### Trecho do documento

A série de eventos climáticos extremos, como as enchentes no Rio Grande do Sul e o aumento intenso das queimadas no Pantanal e na Amazônia, denota um cenário cada vez mais preocupante com relação ao meio ambiente. No mercado financeiro, essas variáveis passam a ser avaliadas como risco de natureza, que já está no radar dos bancos centrais ao redor do mundo. A discussão ganha fôlego em torno de regras mais claras sobre o ESG e mudanças climáticas no aspecto para contabilizar os créditos de carbono e permitir ao investidor analisar o desempenho das empresas nessas atividades.
“Vou olhar todos os dados públicos da empresa para entender se são críveis, como quando a gente levanta o tapete e encontra coisas embaixo, mas temos que avaliar com um olhar regionalizado para ter uma análise correta”, afirma Ana Luci Grizzi, sócia da EY Brasil para Mudanças Climáticas e Serviços Sustentáveis, durante o painel “Clima e seus impactos crescentes nos mercados”, na Expert XP 2024.
Ela chama atenção para a proatividade na tomada de decisões que ajudem o País a liderar a transição da economia verde de baixo carbono, uma vez que o Brasil possui vasto potencial energético. “Temos que mostrar o que o Brasil é forte do ponto de vista ambiental. Não somos as queimadas no Pantanal e na Amazônia, podemos liderar os avanços na sustentabilidade. Precisamos mudar esse discurso”, ressalta.
Grizzi enfatiza, ainda, que existe conexão entre os eventos climáticos extremos e choques econômicos na sociedade. “Se a gente olhar os riscos, como a enchente no RS, a gente faz as conexões de um risco sistêmico que acaba caindo no mercado financeiro, por conta da inadimplência.”

### Conjunto de dados
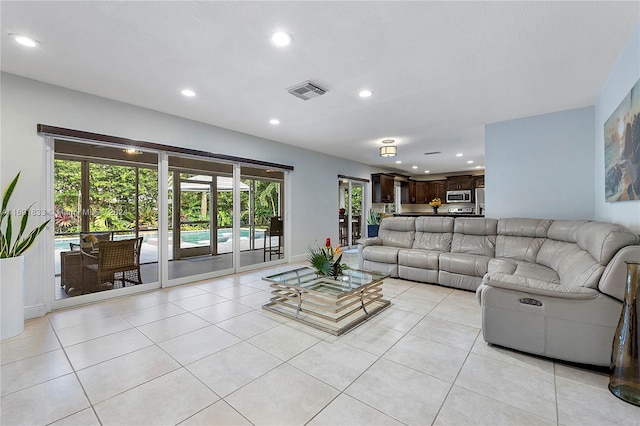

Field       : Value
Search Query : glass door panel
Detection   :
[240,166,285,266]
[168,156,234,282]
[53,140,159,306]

--

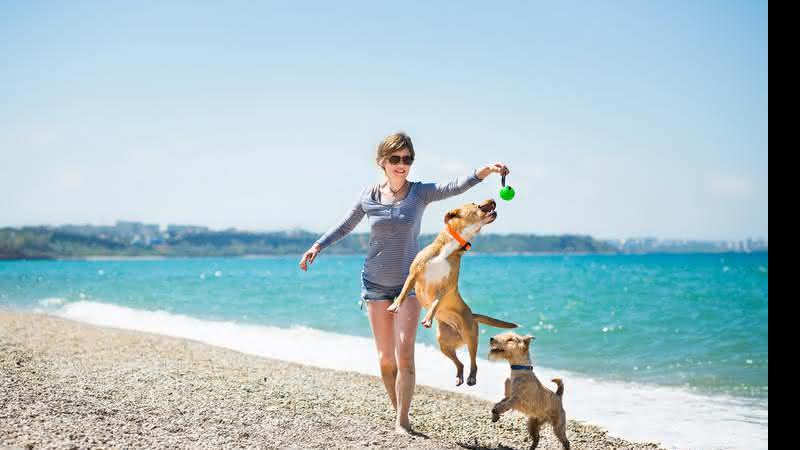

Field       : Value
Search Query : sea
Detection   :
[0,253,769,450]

---

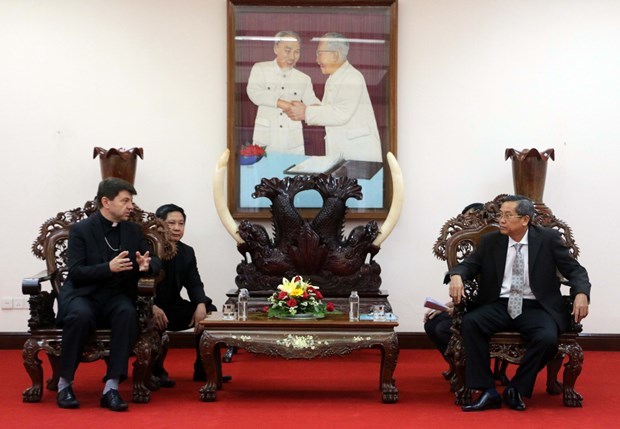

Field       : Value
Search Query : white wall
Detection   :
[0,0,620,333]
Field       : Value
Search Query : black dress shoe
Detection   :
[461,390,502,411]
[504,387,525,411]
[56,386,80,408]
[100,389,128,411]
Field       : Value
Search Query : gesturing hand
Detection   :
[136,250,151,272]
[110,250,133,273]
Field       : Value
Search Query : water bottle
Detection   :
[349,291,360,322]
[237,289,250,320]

### Requisitos da tarefa
Liste todas as regiões do Brasil que o texto sobre clima e mercado financeiro cita como locais de eventos climáticos extremos.

### Resposta escrita
- Rio Grande do Sul (também citado como RS), com as enchentes
- Pantanal, com as queimadas
- Amazônia, com as queimadas